◆ Stated goal
Gather every line of the data below that contains the string "query". Matching is case-sensitive.

^^^^^^^^^^^^^^^^

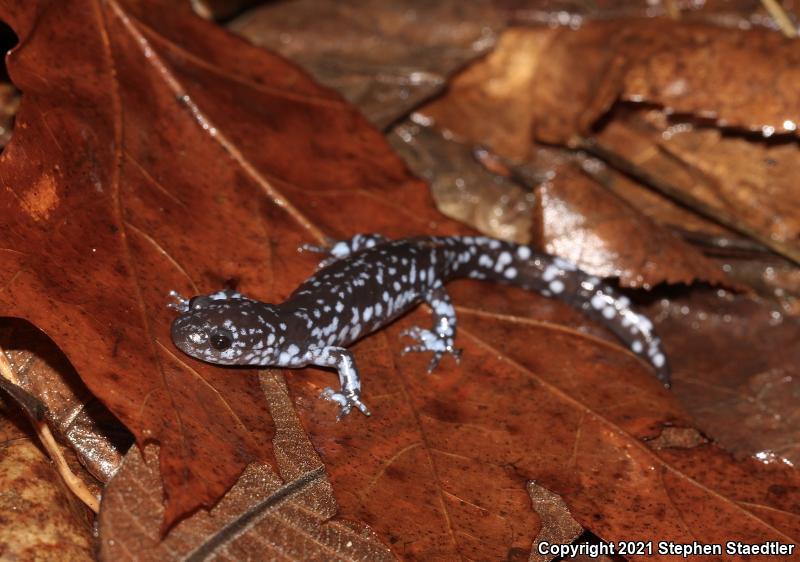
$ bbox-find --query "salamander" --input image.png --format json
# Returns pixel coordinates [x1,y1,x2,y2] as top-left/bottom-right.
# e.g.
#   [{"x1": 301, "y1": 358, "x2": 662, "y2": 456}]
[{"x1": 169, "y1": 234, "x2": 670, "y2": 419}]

^^^^^^^^^^^^^^^^

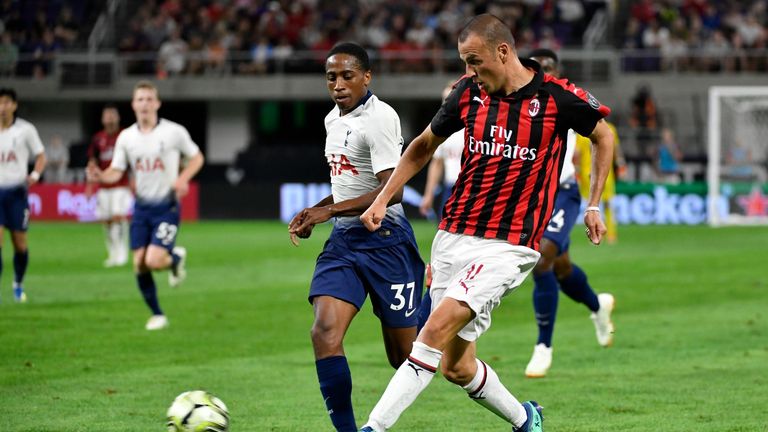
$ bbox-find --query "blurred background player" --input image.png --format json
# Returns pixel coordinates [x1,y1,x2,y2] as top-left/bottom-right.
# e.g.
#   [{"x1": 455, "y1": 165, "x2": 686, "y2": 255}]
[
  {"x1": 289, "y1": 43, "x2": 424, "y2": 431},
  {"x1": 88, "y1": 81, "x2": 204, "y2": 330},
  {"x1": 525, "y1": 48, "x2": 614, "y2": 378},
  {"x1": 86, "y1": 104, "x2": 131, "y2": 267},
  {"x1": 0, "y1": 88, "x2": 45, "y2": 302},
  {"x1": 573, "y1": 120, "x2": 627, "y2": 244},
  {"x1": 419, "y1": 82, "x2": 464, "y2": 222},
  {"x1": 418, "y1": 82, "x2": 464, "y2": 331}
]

^^^^^^^^^^^^^^^^

◆ Response below
$ bbox-find --query "salamander" --input image.png --format json
$ bbox-find --query "blurred background player" --input image.png --format json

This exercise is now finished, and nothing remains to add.